_TASK DESCRIPTION_
Gather every line below that contains the word "taxi". Case counts.
▬▬▬▬▬▬
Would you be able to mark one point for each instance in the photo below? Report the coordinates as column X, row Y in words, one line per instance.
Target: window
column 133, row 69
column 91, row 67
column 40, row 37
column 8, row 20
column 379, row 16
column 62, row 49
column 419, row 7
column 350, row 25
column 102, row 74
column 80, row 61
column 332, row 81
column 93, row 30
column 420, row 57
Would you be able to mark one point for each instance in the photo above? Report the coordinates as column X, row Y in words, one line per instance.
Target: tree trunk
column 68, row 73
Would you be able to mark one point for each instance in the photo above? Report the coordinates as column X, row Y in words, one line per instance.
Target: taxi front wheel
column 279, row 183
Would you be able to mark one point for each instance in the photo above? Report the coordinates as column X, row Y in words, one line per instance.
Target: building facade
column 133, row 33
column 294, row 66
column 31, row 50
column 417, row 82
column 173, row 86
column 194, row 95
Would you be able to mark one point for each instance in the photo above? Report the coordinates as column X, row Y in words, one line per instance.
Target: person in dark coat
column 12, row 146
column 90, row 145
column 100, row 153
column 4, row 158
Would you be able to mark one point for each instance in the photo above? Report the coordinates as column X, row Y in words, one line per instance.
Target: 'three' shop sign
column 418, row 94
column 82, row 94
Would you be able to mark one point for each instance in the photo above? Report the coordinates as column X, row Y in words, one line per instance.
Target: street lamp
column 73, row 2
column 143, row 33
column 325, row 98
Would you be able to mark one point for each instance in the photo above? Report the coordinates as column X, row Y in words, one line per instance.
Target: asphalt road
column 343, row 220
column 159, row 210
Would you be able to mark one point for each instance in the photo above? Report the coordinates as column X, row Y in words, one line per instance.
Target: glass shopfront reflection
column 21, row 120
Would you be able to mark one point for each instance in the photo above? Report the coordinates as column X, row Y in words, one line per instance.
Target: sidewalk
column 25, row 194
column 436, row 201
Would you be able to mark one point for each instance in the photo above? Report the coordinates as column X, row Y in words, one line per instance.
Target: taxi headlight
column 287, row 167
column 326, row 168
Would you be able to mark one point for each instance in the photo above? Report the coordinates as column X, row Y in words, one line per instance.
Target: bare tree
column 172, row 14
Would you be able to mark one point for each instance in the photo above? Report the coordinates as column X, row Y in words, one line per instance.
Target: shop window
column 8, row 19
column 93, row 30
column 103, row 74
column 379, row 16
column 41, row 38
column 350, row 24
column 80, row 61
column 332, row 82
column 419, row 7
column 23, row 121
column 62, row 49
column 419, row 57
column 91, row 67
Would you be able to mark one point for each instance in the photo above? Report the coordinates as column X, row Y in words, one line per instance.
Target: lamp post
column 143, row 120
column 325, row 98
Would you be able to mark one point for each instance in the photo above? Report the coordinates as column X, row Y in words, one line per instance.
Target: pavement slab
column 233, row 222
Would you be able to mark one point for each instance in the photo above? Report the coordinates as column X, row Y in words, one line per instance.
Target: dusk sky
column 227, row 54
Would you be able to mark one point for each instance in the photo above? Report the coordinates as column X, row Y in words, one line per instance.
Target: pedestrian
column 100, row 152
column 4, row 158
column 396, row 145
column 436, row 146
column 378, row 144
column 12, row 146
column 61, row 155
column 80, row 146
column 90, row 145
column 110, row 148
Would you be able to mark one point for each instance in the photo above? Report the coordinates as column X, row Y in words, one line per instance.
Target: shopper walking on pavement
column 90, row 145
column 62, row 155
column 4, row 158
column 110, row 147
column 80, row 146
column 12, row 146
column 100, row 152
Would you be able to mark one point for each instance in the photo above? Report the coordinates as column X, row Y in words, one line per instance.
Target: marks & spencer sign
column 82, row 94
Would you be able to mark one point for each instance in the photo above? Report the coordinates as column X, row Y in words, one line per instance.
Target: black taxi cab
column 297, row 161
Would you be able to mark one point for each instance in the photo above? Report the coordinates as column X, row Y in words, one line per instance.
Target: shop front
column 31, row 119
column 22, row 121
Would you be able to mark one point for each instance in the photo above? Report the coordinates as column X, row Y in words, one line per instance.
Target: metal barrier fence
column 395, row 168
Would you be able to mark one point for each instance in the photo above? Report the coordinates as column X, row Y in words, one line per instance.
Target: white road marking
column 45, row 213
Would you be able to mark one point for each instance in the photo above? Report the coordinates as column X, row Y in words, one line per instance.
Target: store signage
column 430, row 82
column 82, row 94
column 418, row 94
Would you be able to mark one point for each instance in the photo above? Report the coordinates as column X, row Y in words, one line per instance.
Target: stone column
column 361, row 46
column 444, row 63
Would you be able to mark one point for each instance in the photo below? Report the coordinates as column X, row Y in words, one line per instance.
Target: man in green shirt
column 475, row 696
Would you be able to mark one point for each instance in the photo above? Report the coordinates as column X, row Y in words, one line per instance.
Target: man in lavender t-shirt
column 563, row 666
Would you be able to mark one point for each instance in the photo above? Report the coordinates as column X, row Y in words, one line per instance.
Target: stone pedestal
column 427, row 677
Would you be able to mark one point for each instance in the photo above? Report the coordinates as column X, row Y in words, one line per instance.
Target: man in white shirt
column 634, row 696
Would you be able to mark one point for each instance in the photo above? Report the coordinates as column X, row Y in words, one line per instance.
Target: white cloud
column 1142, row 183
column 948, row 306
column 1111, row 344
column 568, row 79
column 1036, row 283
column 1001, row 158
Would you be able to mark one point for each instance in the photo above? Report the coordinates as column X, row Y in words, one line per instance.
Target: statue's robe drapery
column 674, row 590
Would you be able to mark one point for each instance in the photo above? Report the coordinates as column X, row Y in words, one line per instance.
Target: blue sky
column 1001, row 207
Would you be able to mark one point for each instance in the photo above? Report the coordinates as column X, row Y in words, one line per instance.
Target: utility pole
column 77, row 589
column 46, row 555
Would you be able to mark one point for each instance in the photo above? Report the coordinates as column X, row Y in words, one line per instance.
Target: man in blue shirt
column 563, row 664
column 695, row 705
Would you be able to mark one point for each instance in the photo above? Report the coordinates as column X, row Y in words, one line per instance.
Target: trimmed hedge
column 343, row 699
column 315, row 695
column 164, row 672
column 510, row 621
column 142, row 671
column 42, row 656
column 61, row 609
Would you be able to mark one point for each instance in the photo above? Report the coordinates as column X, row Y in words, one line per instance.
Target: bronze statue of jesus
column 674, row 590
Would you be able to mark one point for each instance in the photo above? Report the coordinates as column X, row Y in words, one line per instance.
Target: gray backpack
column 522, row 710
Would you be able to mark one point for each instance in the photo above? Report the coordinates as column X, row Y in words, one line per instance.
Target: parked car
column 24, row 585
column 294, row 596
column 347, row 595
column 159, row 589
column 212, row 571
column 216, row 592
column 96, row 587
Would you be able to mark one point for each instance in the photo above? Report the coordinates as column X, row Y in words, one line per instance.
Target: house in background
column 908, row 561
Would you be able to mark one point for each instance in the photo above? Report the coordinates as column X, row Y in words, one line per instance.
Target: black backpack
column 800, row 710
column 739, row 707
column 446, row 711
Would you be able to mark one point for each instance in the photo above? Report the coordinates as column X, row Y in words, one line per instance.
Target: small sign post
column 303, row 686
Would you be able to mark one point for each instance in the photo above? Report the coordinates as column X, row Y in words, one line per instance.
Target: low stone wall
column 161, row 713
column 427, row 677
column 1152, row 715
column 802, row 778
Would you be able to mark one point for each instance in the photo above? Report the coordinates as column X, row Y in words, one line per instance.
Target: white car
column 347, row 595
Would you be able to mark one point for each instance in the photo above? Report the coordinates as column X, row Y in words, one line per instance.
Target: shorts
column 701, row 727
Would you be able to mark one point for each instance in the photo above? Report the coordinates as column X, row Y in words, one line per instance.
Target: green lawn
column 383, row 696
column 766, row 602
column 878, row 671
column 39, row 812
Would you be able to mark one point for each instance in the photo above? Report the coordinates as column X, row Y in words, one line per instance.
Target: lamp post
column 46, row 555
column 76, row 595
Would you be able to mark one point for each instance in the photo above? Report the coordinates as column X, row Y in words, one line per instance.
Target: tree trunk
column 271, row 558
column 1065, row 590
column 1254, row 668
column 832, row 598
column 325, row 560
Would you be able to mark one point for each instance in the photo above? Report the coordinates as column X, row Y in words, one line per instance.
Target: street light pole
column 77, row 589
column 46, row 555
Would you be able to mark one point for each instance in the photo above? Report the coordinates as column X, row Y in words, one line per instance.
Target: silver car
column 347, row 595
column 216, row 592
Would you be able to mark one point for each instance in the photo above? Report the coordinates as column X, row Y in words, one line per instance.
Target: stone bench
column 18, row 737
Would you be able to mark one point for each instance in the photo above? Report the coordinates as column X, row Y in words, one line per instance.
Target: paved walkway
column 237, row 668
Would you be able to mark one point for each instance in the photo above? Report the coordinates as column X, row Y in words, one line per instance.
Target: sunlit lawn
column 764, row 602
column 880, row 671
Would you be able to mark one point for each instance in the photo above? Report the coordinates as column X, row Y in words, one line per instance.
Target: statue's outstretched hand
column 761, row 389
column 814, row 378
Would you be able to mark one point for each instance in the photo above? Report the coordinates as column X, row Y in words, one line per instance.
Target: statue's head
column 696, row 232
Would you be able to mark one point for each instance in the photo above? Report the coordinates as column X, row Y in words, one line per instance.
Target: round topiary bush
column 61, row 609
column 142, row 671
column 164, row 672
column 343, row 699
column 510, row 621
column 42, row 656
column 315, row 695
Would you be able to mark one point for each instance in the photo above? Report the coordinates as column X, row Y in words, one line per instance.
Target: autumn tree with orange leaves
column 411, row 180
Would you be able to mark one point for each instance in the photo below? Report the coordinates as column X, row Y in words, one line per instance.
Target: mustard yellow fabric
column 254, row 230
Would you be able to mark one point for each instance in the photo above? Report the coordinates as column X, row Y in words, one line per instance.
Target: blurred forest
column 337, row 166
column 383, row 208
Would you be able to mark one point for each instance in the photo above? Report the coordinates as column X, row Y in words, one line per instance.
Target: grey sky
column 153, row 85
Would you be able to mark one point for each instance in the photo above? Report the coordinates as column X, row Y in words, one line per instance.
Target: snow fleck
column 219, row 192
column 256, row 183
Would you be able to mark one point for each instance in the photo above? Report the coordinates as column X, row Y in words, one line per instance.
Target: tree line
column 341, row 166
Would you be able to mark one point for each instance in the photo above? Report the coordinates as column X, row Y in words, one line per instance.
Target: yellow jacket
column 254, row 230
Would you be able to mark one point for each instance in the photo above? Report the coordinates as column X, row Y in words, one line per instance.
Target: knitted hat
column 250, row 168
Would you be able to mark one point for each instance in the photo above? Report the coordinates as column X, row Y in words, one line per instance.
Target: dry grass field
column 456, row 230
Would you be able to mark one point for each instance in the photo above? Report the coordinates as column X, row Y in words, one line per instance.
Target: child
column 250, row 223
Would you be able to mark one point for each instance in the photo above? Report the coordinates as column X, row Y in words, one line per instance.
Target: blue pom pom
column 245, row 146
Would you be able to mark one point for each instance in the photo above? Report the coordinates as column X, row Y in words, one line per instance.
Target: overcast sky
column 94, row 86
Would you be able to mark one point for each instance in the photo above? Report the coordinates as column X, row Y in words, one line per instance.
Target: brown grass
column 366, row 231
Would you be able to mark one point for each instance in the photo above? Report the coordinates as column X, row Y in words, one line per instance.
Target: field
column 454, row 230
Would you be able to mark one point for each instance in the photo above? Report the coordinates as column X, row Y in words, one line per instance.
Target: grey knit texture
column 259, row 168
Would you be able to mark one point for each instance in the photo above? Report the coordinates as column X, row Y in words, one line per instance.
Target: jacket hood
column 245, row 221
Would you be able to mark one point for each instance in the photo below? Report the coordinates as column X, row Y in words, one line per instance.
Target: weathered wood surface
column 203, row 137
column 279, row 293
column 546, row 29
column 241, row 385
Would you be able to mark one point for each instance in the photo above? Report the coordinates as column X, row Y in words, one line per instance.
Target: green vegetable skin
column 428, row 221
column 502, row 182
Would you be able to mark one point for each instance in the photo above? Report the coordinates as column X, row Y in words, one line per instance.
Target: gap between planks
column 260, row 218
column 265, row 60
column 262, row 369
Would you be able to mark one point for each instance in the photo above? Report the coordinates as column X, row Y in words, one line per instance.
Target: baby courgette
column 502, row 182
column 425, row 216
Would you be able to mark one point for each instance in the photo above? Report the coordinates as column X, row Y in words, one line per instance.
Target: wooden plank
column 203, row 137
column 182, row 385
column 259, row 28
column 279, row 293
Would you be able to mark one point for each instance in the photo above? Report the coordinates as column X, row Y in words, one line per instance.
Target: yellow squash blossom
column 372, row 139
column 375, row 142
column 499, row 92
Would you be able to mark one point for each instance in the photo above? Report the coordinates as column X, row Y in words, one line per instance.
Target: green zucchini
▬▬▬▬▬▬
_THE COMPLETED TASK_
Target: taxi front wheel
Target: taxi headlight
Target: black taxi cab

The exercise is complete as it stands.